Judeo-Marathi (Marathi: जुदाव मराठी) is a form of Marathi spoken by the Bene Israel, a Jewish ethnic group that developed a unique identity in India. Judæo-Marathi is, like Standard Marathi, written in the Devanagari script. It may not be sufficiently different from Marathi as to constitute a distinct language, although it is characterized by a number of loanwords from Hebrew and Aramaic as a result of influence from the Cochin Jewish community, Judæo-Malayalam and Portuguese and also some influence from the Urdu language. It has some linguistic features in common with various Jewish languages, developed by Jewish communities in widely disparate places in times, which are also variants of a local language with loanwords from Hebrew and Aramaic.

**Task material:**
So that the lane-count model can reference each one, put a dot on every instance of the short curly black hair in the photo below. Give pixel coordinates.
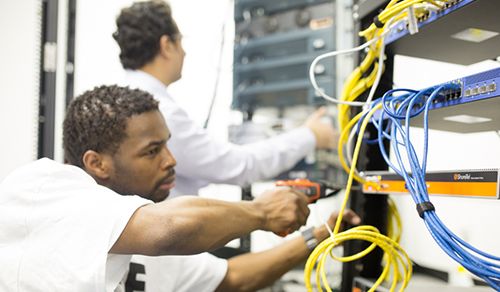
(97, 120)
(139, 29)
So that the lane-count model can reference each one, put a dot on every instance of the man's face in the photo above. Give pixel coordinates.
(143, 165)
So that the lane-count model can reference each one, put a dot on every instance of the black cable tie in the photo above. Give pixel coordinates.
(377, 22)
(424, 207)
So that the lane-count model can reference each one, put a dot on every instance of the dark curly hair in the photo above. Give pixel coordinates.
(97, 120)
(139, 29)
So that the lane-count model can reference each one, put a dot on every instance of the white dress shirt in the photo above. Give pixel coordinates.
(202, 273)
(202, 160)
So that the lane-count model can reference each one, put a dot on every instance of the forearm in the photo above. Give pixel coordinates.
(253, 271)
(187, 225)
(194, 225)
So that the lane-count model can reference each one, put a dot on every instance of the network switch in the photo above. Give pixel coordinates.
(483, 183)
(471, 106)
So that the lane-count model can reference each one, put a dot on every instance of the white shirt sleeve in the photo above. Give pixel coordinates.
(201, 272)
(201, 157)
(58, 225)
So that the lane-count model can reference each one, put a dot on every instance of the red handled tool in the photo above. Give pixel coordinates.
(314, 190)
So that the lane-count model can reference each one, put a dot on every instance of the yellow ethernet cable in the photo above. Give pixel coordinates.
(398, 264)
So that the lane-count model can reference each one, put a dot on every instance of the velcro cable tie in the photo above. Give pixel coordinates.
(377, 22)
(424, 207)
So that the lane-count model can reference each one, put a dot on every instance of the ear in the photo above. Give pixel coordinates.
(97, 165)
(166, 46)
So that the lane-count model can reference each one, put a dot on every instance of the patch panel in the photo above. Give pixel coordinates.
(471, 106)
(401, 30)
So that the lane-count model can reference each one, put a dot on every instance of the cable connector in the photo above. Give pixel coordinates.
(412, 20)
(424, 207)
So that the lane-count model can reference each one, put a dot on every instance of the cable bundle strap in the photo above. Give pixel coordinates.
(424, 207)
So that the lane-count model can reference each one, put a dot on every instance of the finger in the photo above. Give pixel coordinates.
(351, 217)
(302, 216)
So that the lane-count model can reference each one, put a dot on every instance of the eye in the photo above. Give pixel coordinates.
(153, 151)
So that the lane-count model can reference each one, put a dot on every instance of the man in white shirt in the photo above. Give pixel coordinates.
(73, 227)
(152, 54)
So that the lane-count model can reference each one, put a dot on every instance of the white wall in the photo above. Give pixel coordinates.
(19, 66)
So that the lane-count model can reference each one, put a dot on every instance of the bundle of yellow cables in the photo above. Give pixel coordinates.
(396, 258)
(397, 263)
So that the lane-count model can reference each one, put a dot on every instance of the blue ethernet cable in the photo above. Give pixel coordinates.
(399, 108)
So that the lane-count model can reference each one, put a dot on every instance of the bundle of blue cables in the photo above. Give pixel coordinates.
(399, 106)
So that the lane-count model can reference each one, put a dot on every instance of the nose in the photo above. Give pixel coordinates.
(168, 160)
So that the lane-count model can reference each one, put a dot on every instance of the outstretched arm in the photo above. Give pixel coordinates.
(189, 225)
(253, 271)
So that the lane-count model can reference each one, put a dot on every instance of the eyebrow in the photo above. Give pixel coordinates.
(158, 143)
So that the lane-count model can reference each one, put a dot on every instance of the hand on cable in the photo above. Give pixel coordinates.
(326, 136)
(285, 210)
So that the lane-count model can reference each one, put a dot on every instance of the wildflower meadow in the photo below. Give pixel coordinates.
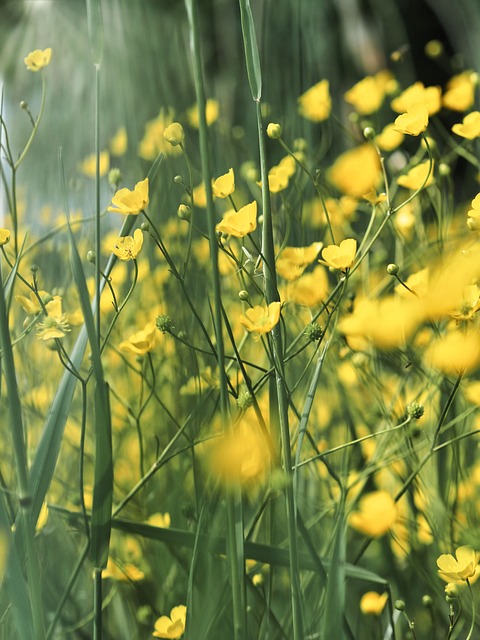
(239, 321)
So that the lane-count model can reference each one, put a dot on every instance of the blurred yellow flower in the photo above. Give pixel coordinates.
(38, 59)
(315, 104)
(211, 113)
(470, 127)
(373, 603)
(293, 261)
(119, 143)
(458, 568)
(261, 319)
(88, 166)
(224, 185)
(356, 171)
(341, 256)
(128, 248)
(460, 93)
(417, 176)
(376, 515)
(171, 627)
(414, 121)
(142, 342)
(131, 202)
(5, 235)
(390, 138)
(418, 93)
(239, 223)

**Exercise instructions:**
[A] Rewrite the Judeo-Marathi text from "Judeo-Marathi (Marathi: जुदाव" to "Hebrew and Aramaic.", swapping "Devanagari" for "Modi".
[B] Pull out every line of the listing that contains the string "black", treating case as significant.
The Judeo-Marathi text and the listing have nothing to do with each other.

**Final answers:**
[A]
Judeo-Marathi (Marathi: जुदाव मराठी) is a form of Marathi spoken by the Bene Israel, a Jewish ethnic group that developed a unique identity in India. Judæo-Marathi is, like Standard Marathi, written in the Modi script. It may not be sufficiently different from Marathi as to constitute a distinct language, although it is characterized by a number of loanwords from Hebrew and Aramaic as a result of influence from the Cochin Jewish community, Judæo-Malayalam and Portuguese and also some influence from the Urdu language. It has some linguistic features in common with various Jewish languages, developed by Jewish communities in widely disparate places in times, which are also variants of a local language with loanwords from Hebrew and Aramaic.

[B]
So that the lane-count model can reference each one, put a dot on every instance of the short curly black hair in the photo below. Give pixel coordinates.
So that the lane-count model can reference each one, put a dot on every instance of the black cable tie in the photo above. Give pixel coordinates.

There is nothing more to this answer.